- [Excerpted passage]
-.-.-
08 July 2020

OECD releases model rules for data reporting by platform operators for sellers in the sharing economy

Executive summary

On 3 July 2020, the Organisation for Economic Cooperation and Development (OECD) released Model Rules for Reporting by Platform Operators with respect to Sellers in the Sharing and Gig Economy (the Model Rules or the report) as approved by the OECD/G20 Inclusive Framework on Base Erosion and Profit Shifting (BEPS) on 29 June 2020. The Model Rules lay out a system for requiring digital platforms to collect information on the income realized by those offering accommodation, transport and personal services through platforms and to report the information to tax authorities.

The press release accompanying the release of the Model Rules includes a comment from Pascal Saint-Amans, Director of the OECD Centre for Tax Policy and Administration, that “The approval of the [Model Rules] by the G20/OECD Inclusive Framework on BEPS proves that multilateral solutions to address tax challenges in the digital economy are possible and that they are to the benefit of tax administrations, taxpayers and businesses alike.”

Work on the parallel effort led by the European Commission on this topic also has continued.1 A Commission proposal for amendment of the European Union (EU) Directive on Administrative Cooperation (Directive 2011/16/EU, also known as the DAC) to facilitate the collection and exchange of data from digital platform operators by national tax authorities is expected to be released in the coming days.

Detailed discussion

Background

At the 11th Plenary meeting of the Forum on Tax Administration (FTA)2 in 2017, FTA members agreed to work on a project to help ensure the effective taxation of the sale of goods or services in the sharing and gig economy. This project was referenced in the March 2018 OECD interim report to the G20 on Tax Challenges Arising from Digitalisation.3 A project group, led by the Italian Revenue Agency and the United Kingdom’s Her Majesty’s Revenue and Customs, was set up to carry out the work. The project group held several meetings and engaged with selected sharing and gig economy platform operators. At the 12th Plenary meeting of the FTA in 2019, the FTA members welcomed the publication of a report on the effective taxation of platform sellers in the sharing and gig economy, which summarizes the findings of the project group.4

On 19 February 2020, the OECD released a consultation document (the Consultation Document) on draft model rules for reporting of data by platform operators with respect to sellers in the sharing and gig economy.5 The Consultation Document set out 17 questions regarding key aspects of the draft model rules. On 15 April, the OECD released the public comments submitted on the draft model rules.
-.-.-
- [Goal A]
Answer these questions using the article on OECD platform reporting rules:
(i) On what date did the OECD/G20 Inclusive Framework on BEPS approve the Model Rules?
(ii) Which two bodies led the project group set up by the Forum on Tax Administration?
(iii) How many questions did the Consultation Document set out?
- [Goal B]
In the article on OECD platform reporting rules, write out the stretch from "08 July 2020" through "to tax authorities." with "accommodation" swapped for "lodging".
- [Goal C]
Pick up the article on OECD platform reporting rules after its last sentence and write what comes next.
You won't need the records for this.

[Dataset excerpts on object pointing]
-.-.-
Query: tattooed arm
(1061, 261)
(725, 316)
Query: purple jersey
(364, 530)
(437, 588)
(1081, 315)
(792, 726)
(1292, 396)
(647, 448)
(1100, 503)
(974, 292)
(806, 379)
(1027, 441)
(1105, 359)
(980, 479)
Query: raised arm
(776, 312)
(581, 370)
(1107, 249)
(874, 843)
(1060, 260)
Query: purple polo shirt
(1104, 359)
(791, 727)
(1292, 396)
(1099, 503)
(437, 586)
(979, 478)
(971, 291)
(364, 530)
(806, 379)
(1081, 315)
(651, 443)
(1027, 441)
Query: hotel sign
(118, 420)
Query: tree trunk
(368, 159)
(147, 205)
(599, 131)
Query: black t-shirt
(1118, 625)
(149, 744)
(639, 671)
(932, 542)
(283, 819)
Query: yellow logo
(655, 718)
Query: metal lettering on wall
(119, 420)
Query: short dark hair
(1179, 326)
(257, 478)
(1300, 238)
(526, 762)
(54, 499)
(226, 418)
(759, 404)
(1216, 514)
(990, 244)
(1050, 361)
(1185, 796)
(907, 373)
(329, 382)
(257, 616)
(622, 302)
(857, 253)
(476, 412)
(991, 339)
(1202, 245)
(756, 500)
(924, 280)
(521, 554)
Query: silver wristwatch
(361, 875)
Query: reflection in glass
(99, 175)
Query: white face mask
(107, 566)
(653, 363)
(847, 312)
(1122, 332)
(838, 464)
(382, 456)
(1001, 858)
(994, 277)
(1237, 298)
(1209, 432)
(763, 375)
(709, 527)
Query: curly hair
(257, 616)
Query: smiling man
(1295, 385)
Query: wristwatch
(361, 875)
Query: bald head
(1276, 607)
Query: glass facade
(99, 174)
-.-.-
- [Task output A]
(i) 29 June 2020
(ii) The Italian Revenue Agency and the United Kingdom's Her Majesty's Revenue and Customs
(iii) 17

- [Task output B]
08 July 2020

OECD releases model rules for data reporting by platform operators for sellers in the sharing economy

Executive summary

On 3 July 2020, the Organisation for Economic Cooperation and Development (OECD) released Model Rules for Reporting by Platform Operators with respect to Sellers in the Sharing and Gig Economy (the Model Rules or the report) as approved by the OECD/G20 Inclusive Framework on Base Erosion and Profit Shifting (BEPS) on 29 June 2020. The Model Rules lay out a system for requiring digital platforms to collect information on the income realized by those offering lodging, transport and personal services through platforms and to report the information to tax authorities.

- [Task output C]
Model Rules for Reporting by Platform Operators with respect to Sellers in the Sharing and Gig Economy

On 3 July 2020, the OECD released its Model Rules for reporting of data by platform operators with respect to sellers in the sharing and gig economy. The report states that the existence of online platforms facilitating a variety of transaction between users in the “sharing” or “gig” economy is changing many business sectors and suggests that tax administrations may wish to consider adapting their compliance strategies to reflect this development. It notes both that there are significant opportunities for tax administrations to benefit from the move of activities previously carried out in the informal cash economy onto digital platforms and that certain activities carried out through online platforms may not always be visible to tax administrations. The report acknowledges that some jurisdictions have already introduced reporting measures for platform operators and notes that dealing with multiple different reporting requirements could lead to costs and barriers to further development for platform providers.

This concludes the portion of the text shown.